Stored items
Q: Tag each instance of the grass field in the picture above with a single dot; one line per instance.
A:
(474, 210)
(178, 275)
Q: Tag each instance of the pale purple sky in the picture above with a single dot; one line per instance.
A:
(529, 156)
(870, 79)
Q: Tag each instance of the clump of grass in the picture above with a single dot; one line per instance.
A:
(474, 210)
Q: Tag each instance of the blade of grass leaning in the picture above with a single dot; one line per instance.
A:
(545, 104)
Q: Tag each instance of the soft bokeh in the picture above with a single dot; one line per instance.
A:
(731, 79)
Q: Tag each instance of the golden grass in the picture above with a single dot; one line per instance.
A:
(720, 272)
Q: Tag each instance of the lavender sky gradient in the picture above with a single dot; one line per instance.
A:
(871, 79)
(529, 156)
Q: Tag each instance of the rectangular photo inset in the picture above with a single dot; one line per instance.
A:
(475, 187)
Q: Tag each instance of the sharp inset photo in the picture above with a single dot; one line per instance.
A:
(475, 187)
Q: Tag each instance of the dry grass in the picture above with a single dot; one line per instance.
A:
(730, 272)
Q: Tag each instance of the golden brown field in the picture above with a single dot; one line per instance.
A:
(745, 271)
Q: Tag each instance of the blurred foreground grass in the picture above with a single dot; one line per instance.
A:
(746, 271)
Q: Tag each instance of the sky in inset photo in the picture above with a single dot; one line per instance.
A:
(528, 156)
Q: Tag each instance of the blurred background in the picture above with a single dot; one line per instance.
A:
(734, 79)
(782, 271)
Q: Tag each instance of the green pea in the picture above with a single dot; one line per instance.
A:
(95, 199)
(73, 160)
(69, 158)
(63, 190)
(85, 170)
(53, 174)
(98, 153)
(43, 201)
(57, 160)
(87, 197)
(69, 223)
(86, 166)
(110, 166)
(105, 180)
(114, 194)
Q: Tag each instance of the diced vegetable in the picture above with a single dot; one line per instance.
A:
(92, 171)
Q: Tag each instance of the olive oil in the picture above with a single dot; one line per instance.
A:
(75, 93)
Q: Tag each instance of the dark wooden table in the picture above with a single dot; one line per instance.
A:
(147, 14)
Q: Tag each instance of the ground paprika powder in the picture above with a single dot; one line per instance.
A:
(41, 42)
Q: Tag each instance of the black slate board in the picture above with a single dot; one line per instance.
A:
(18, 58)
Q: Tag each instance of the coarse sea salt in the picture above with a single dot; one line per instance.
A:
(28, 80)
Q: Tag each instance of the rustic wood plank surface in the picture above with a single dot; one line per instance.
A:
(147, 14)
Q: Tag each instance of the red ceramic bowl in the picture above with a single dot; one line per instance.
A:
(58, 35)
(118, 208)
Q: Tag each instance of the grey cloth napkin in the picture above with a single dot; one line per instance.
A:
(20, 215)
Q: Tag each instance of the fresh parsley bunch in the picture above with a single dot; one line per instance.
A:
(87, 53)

◆ TASK DIRECTIONS ◆
From the records above, show each line that contains the word "golden".

◆ RESULT OF THE EXERCISE ◆
Q: Tag each instance of the golden grass in the picture above with a single dot; one line per instance.
Q: Tag each instance of the golden brown field in the picture above with a single dot; one line per instance.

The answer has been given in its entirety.